Top of Page extract
Along the Ryukyu Trench, the Philippine Sea Plate is subducting northwestward under the Eurasian Plate at an estimated velocity of 5–7 cm/year. The subduction angles become increasingly oblique to the arc toward south. Global Positioning System data show that southern Kyushu and the Ryukyu Arc migrate southeastward (toward the Ryukyu Trench) relative to Eurasia, as compared to the westward-northwestward migration of other arcs of Japan.

=== Permian-Paleogene ===
Permian-Jurassic accretionary prisms accumulated along the eastern side of Pangea, where the ancient Pacific Plate subducted under the ancient Asian continental block. Vast regions of the Japan Island Arc, including the Ryukyu Arc, developed from accretions pertinent to the subduction during the Jurassic. Fossil and paleomagnetic evidence from the Shimanto Group suggests that subduction of a young oceanic plate occurred in the Late Cretaceous (about 70 Ma) to the Paleogene. Subduction and accretion may have stopped in late Eocene prior to the deposition of the Neogene-Quaternary Shimajiri Group.
Bottom of Page extract
Top of Extracted entries
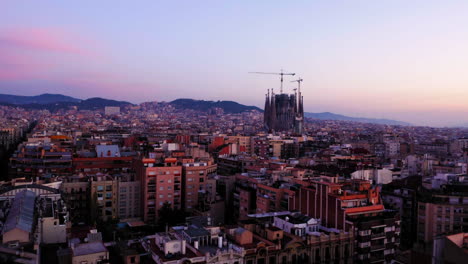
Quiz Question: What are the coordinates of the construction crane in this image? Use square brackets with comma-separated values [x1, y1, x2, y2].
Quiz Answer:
[249, 69, 296, 93]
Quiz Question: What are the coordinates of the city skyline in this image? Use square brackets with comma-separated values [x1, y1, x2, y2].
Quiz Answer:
[0, 1, 468, 126]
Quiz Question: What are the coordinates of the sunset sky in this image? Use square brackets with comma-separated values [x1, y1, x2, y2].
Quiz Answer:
[0, 0, 468, 126]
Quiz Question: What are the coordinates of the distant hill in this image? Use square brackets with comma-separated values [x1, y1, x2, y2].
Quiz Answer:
[304, 112, 411, 126]
[169, 99, 263, 113]
[0, 94, 131, 112]
[0, 93, 81, 105]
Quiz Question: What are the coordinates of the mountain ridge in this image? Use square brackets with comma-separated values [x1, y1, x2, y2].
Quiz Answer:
[169, 98, 263, 113]
[304, 112, 412, 126]
[0, 93, 412, 126]
[0, 93, 132, 112]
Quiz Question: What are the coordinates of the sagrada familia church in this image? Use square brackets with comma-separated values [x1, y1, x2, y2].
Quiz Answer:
[263, 85, 304, 134]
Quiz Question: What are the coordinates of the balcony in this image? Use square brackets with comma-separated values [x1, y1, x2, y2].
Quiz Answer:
[371, 244, 385, 251]
[371, 232, 385, 239]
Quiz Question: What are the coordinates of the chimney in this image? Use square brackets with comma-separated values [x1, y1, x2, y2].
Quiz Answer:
[182, 240, 187, 255]
[218, 236, 223, 248]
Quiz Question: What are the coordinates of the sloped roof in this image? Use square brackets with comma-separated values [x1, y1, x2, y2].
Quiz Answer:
[96, 145, 120, 158]
[73, 242, 107, 256]
[3, 190, 36, 233]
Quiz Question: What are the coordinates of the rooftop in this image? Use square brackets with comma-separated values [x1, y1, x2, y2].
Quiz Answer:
[3, 190, 36, 233]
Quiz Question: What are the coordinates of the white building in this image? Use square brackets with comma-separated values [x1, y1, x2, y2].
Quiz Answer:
[273, 213, 320, 237]
[351, 169, 393, 184]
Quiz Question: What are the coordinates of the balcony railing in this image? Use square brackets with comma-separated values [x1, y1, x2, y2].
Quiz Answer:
[371, 244, 385, 251]
[371, 232, 385, 239]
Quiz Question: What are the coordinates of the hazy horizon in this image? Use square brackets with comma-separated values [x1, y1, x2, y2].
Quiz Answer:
[0, 0, 468, 126]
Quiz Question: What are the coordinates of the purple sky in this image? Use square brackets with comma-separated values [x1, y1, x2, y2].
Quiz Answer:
[0, 0, 468, 125]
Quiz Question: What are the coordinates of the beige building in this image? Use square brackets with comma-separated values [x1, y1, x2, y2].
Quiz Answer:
[71, 242, 109, 264]
[2, 190, 36, 243]
[91, 175, 118, 221]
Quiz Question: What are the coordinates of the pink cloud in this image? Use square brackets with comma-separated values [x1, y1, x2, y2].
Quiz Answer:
[0, 28, 90, 55]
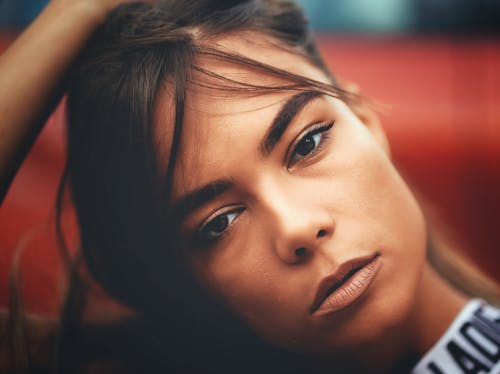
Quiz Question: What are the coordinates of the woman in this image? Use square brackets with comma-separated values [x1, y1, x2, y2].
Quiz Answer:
[0, 0, 500, 373]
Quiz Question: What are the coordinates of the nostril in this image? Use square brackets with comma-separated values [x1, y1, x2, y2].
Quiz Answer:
[295, 247, 306, 257]
[316, 230, 326, 238]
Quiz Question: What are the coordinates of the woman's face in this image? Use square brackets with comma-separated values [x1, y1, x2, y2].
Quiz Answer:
[158, 38, 426, 353]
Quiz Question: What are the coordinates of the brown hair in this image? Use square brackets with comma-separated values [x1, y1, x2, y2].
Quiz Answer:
[8, 0, 500, 372]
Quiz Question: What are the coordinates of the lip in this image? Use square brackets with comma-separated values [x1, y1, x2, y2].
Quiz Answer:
[310, 253, 381, 316]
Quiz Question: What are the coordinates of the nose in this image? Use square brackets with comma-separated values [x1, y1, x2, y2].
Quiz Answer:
[265, 183, 335, 265]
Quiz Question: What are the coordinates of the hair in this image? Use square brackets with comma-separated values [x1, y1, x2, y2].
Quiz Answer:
[4, 0, 500, 372]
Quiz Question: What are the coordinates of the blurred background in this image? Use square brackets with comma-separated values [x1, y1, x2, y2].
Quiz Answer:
[0, 0, 500, 314]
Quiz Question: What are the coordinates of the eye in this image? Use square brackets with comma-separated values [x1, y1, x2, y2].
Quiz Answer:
[196, 208, 243, 245]
[288, 122, 334, 167]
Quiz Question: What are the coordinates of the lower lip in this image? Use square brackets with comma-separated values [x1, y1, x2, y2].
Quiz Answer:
[313, 256, 381, 316]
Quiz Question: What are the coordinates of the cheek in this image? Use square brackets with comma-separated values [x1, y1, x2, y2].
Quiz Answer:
[310, 127, 426, 348]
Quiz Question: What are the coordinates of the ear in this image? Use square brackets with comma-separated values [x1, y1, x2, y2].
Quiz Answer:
[344, 82, 391, 157]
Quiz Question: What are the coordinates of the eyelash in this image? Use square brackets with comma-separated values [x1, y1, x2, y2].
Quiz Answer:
[195, 207, 243, 247]
[194, 121, 335, 247]
[287, 121, 335, 169]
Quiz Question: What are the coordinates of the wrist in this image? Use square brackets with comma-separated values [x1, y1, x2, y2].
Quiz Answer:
[47, 0, 109, 27]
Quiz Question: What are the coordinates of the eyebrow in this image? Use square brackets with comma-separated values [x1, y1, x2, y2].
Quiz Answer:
[172, 179, 234, 221]
[260, 91, 323, 157]
[172, 91, 323, 222]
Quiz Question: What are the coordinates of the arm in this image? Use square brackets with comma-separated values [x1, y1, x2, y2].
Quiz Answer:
[0, 0, 139, 202]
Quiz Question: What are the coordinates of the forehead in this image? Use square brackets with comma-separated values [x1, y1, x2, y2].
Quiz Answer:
[160, 34, 328, 200]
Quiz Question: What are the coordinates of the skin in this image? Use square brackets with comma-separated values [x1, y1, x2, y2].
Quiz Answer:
[0, 0, 465, 372]
[0, 0, 146, 202]
[165, 35, 465, 372]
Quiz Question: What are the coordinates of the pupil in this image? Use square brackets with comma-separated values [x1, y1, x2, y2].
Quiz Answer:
[208, 215, 229, 233]
[297, 136, 314, 156]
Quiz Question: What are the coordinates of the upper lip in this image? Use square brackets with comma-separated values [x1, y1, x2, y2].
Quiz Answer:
[311, 254, 378, 313]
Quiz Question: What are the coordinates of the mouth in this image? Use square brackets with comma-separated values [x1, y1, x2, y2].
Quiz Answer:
[310, 253, 381, 316]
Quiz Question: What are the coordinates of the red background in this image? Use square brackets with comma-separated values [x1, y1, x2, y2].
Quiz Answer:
[0, 35, 500, 314]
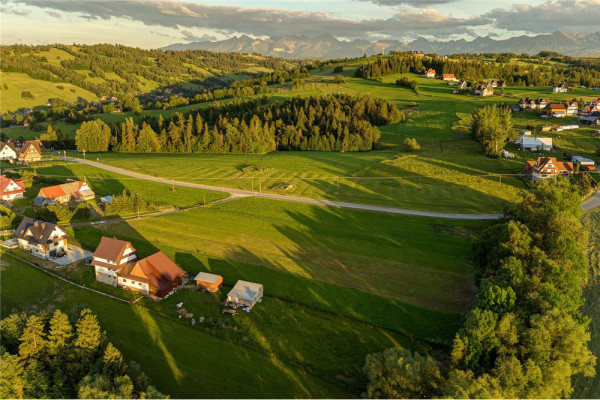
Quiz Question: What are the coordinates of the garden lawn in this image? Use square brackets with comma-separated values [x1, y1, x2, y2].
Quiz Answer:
[0, 253, 357, 398]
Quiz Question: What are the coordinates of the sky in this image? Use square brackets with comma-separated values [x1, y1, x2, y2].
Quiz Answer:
[0, 0, 600, 48]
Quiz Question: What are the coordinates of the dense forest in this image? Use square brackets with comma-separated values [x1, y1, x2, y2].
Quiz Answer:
[365, 178, 596, 398]
[0, 44, 296, 97]
[0, 309, 165, 399]
[75, 95, 405, 153]
[356, 53, 600, 87]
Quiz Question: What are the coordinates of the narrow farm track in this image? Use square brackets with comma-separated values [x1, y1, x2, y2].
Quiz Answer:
[66, 157, 502, 220]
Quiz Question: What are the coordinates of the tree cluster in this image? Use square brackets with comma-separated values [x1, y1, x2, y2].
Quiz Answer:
[366, 178, 596, 398]
[102, 95, 405, 153]
[470, 105, 513, 157]
[0, 309, 165, 399]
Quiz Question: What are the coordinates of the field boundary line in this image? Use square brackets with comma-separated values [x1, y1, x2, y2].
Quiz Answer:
[3, 252, 131, 304]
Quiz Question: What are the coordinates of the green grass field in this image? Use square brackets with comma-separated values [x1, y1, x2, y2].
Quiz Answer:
[572, 210, 600, 399]
[29, 162, 227, 207]
[0, 71, 97, 113]
[0, 254, 351, 398]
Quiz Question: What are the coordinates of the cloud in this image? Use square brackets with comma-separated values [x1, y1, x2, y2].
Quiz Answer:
[0, 6, 29, 17]
[13, 0, 489, 38]
[486, 0, 600, 33]
[181, 29, 217, 42]
[358, 0, 460, 8]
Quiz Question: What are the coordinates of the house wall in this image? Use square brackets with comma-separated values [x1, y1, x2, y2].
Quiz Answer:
[95, 265, 117, 286]
[117, 277, 150, 295]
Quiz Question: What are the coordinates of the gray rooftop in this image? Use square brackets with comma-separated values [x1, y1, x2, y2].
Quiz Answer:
[227, 281, 262, 301]
[194, 272, 221, 283]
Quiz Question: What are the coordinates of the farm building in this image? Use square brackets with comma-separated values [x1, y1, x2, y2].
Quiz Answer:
[0, 175, 25, 201]
[524, 157, 574, 181]
[227, 281, 263, 308]
[117, 251, 185, 298]
[571, 156, 596, 171]
[515, 135, 552, 151]
[0, 140, 19, 161]
[552, 82, 569, 93]
[579, 115, 600, 125]
[92, 237, 137, 286]
[194, 272, 223, 292]
[33, 181, 96, 207]
[19, 140, 42, 163]
[15, 217, 67, 258]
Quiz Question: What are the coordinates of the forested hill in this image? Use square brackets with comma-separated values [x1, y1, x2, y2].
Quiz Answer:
[0, 44, 296, 100]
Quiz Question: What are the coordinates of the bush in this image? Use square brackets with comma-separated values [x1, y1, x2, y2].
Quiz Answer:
[404, 138, 421, 151]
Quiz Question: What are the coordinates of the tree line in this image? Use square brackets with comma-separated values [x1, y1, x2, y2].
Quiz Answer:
[0, 309, 168, 399]
[365, 178, 596, 398]
[355, 52, 600, 87]
[75, 95, 405, 153]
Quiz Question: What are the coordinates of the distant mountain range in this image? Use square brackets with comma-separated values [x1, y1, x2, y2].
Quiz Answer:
[161, 31, 600, 59]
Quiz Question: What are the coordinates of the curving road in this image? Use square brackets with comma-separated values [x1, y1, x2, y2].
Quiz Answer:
[63, 157, 503, 220]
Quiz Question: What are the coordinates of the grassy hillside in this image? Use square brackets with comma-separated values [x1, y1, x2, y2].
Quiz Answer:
[0, 254, 349, 398]
[0, 71, 98, 113]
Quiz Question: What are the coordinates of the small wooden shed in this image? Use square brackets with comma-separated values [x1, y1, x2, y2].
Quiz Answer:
[194, 272, 223, 292]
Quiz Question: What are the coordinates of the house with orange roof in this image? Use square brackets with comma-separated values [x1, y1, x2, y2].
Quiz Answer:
[33, 180, 96, 207]
[118, 251, 186, 298]
[91, 237, 138, 286]
[19, 140, 42, 163]
[0, 175, 25, 201]
[524, 157, 575, 182]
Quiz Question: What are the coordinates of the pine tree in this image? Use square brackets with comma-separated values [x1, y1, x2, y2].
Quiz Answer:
[48, 310, 73, 355]
[74, 308, 102, 352]
[19, 315, 47, 359]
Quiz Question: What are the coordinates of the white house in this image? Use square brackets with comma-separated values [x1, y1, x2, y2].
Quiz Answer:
[0, 140, 19, 161]
[92, 237, 137, 286]
[227, 281, 263, 308]
[515, 135, 552, 151]
[0, 175, 25, 201]
[15, 217, 67, 258]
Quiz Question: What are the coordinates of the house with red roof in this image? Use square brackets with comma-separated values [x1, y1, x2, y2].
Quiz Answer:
[33, 180, 96, 207]
[0, 175, 25, 201]
[524, 157, 575, 182]
[19, 140, 42, 163]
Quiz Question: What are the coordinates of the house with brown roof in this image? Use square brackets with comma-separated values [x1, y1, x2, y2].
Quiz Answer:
[0, 140, 19, 162]
[552, 82, 569, 93]
[0, 175, 25, 201]
[524, 157, 575, 181]
[19, 140, 42, 163]
[544, 103, 567, 118]
[15, 217, 67, 258]
[33, 180, 96, 207]
[91, 237, 137, 286]
[118, 251, 185, 298]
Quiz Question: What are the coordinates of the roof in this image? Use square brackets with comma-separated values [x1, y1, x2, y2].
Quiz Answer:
[194, 272, 223, 283]
[227, 281, 263, 301]
[38, 181, 94, 199]
[0, 140, 18, 154]
[0, 175, 25, 194]
[93, 236, 135, 261]
[19, 140, 42, 155]
[121, 251, 185, 290]
[15, 217, 66, 244]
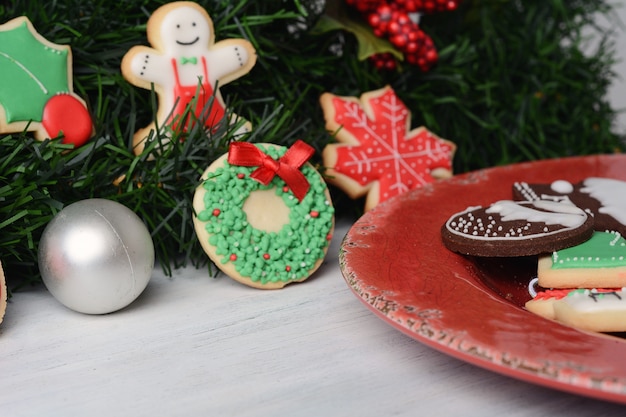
Bottom of Extracted entries
• Exercise tasks
**1.** Answer the following from the Ryukyu geology extract:
(a) At what estimated velocity is the Philippine Sea Plate subducting under the Eurasian Plate along the Ryukyu Trench?
(b) Along which side of Pangea did the Permian-Jurassic accretionary prisms accumulate?
(c) Fossil and paleomagnetic evidence from which group suggests subduction of a young oceanic plate from the Late Cretaceous to the Paleogene?
**2.** Carry on the Ryukyu geology extract from the point at which it stops.

• Per-task answers
**1.**
(a) 5–7 cm/year
(b) The eastern side
(c) The Shimanto Group

**2.**
=== Neogene-Quaternary ===
Deposition of continental shelf sediments (the Yaeyama Group) took place in Southern Ryukyu, which at the time was stable and had no crustal movement, during early Miocene. After a cessation of subduction around 10–6 Ma, the Philippine Sea Plate resumed subducting since the late Miocene (about 6 Ma), leading to back-arc spreading of the Okinawa Trough. Initial rifting of the northern Okinawa Trough may have caused a counterclockwise rotation in Northern Ryukyu and southern Kyushu after 6 Ma. Meanwhile, paleomagnetic data record a clockwise rotation of Southern Ryukyu after 10 Ma. Seismic reflection surveys indicate initial rifting of the southern part of the Okinawa Trough in the early Pleistocene, which gave rise to distinct tectonic processes, i.e., sedimentation, crustal doming, erosion, and subsidence. The emergence of the Ryukyu Arc, together with the subsidence of the Okinawa Trough, may have occurred in the late Pleistocene (1.7–0.5 Ma) after the development of the Shimajiri Group and before that of the Ryukyu Group. The back-arc rifting and associated sedimentation in the southern Okinawa Trough have continued since 2 Ma.

A study following the 2018 Hualien earthquake sequence show that the Ryukyu Arc may be kinematically connected to the northern Central Range in Taiwan. Shallow earthquake data shows that the offset in the northern Central Range follows the strike of the Ryukyu Arc, not the Longitudinal Fault Valley which is the suture between the Philippine Sea Plate and the Eurasian Plate, east out into the sea. Additionally, GPS data shows that the northern Central Range follows the motion of the Ryukyu arc to the south-east as opposed to the west like the rest of the mountain range.